### GIVEN TASK A
Please give the entries again starting with the line with "outline: pergola" and going on through the end of the entries, substituting "upper-left corner" for "top-left corner" and leaving everything else as it is.

### PASSAGE SHOWN

• • • •

Without a way to authoritatively identify "yes, I know this machine went offline purposefully" it's generally never a good idea to merely assume the other members have died and should be removed from the cluster.
Aaron Stannard
@Aaronontheweb
Jun 17 2016 20:39
that's a great explanation
Marc Piechura
@marcpiechura
Jun 17 2016 20:39
@qwoz have you resolved your issue with the TestScheduler?
qwoz
@qwoz
Jun 17 2016 20:41
TestScheduler still seems to be an issue, requiring a Timeout in the Expect call when using a scheduled tell.
Marc Piechura
@marcpiechura
Jun 17 2016 20:43
Yeah I responded to your issue that's the reason why I'm asking :)
qwoz
@qwoz
Jun 17 2016 20:45
thanks for the heads-up... I should have some better alerting setup for that stuff!
(turns out I had the wrong email address as a default in github... fixed)
Maciek Misztal
@mmisztal1980
Jun 17 2016 21:02
@qwoz @Aaronontheweb my current employeer has graced me with some unwanted overtime, so I've been less active lately, however I'm working on a blog post to describe how to create a SF seed node ;)
@peter-bannerflow In regards of service discovery, for the time being - I believe there are 2 options worth pursuing - 1. The SF Naming Service which exposes a REST api returning cluster information and 2. an Akka-based pub-sub solution
Aaron Stannard
@Aaronontheweb
Jun 17 2016 21:05
@mmisztal1980 awesome man, can't wait to read it
I'm looking into using SF myself for a project with Akka.Cluster once I ship 1.1
have to overhaul Petabridge's ecommerce system for a ton of reasons. Decided to dogfood Akka.Cluster on it for some enterprise integration stuff :p
Maciek Misztal
@mmisztal1980
Jun 17 2016 21:07
@Aaronontheweb I've got an upcoming week of vacation, so chances are I'll get this done soon (tm)
Aaron Stannard
@Aaronontheweb
Jun 17 2016 21:09
no worries man
my current status:
blob
"how to debug a multi-node test, step 1"
I'm in no rush :p
Maciek Misztal
@mmisztal1980
Jun 17 2016 21:12
yeaaaah, doesn't look like you're bored :D
Aaron Stannard
@Aaronontheweb
Jun 17 2016 21:14
this is actually kind of fun
it's a puzzle
but it takes a while
qwoz
@qwoz
Jun 17 2016 21:38
@mmisztal1980 awesome... in that case, I think I'll spare myself a weekend of banging my head at Service Fabric and wait for your blog post.

• • • •

### SUPPLIED DATA
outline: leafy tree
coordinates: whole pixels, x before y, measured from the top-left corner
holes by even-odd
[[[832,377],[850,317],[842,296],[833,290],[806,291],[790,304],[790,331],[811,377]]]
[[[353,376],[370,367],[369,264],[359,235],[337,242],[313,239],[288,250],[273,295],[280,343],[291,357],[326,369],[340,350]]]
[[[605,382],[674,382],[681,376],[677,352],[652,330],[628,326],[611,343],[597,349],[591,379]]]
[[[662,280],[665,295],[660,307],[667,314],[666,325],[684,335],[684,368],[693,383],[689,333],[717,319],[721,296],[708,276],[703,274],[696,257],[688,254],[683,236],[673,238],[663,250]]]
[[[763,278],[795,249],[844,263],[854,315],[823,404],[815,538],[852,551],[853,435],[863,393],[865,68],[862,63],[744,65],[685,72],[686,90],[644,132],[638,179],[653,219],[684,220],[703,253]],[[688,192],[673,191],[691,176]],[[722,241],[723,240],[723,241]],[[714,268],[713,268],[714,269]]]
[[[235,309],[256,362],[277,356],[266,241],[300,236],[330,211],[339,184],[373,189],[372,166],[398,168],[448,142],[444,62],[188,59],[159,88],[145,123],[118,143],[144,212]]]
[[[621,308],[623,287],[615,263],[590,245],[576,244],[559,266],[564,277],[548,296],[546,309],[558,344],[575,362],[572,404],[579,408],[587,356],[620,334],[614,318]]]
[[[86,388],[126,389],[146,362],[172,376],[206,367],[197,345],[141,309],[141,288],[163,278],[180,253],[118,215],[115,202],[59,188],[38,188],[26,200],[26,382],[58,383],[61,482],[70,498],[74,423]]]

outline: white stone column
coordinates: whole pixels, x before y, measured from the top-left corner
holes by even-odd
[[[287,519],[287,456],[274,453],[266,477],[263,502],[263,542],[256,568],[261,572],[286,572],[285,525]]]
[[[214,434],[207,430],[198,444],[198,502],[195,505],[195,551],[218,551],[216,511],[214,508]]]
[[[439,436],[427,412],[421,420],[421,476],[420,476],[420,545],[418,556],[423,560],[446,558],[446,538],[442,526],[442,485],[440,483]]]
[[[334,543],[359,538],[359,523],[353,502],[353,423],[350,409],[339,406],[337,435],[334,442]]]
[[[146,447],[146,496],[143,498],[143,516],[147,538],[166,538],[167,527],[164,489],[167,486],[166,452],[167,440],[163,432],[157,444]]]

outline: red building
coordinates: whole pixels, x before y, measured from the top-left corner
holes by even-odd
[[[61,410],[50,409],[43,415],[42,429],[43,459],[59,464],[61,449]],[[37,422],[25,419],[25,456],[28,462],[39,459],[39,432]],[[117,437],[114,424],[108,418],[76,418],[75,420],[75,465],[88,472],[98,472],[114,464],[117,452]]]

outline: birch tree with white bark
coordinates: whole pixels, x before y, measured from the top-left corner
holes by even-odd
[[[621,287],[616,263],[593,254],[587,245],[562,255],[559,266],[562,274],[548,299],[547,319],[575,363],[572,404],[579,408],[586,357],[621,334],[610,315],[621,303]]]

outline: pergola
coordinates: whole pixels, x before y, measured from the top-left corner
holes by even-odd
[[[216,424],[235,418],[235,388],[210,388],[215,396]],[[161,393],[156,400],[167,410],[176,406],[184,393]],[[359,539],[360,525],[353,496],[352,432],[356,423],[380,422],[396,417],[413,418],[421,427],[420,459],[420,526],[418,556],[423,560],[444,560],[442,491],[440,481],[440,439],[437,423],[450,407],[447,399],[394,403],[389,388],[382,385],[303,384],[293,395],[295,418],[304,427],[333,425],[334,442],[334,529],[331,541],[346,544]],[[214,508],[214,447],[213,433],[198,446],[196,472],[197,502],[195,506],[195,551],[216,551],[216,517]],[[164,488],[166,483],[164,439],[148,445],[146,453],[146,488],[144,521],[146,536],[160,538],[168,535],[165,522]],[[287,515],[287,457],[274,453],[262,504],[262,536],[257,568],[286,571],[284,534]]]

• • • •

### GIVEN TASK B
Decide whether each statement below agrees with the chat log, answering yes or no and quoting the words that decide it. (i) Maciek Misztal is working on a blog post about creating an SF seed node. (ii) qwoz reports that the TestScheduler issue has been resolved. (iii) Aaron Stannard plans to look into using SF once he ships 1.1.

### EXERCISE OUTPUT A
outline: pergola
coordinates: whole pixels, x before y, measured from the upper-left corner
holes by even-odd
[[[216,424],[235,418],[235,388],[210,388],[215,396]],[[161,393],[156,400],[167,410],[176,406],[184,393]],[[359,539],[360,525],[353,496],[352,432],[356,423],[380,422],[396,417],[413,418],[421,427],[420,459],[420,526],[418,556],[423,560],[444,560],[442,491],[440,481],[440,439],[437,423],[450,407],[447,399],[394,403],[389,388],[382,385],[303,384],[293,395],[295,418],[304,427],[333,425],[334,442],[334,529],[331,541],[346,544]],[[214,508],[214,447],[213,433],[198,446],[196,472],[197,502],[195,506],[195,551],[216,551],[216,517]],[[164,488],[166,483],[164,439],[148,445],[146,453],[146,488],[144,521],[146,536],[160,538],[168,535],[165,522]],[[287,515],[287,457],[274,453],[262,504],[262,536],[257,568],[286,571],[284,534]]]

### EXERCISE OUTPUT B
(i) Yes: "I'm working on a blog post to describe how to create a SF seed node"
(ii) No: "TestScheduler still seems to be an issue"
(iii) Yes: "I'm looking into using SF myself for a project with Akka.Cluster once I ship 1.1"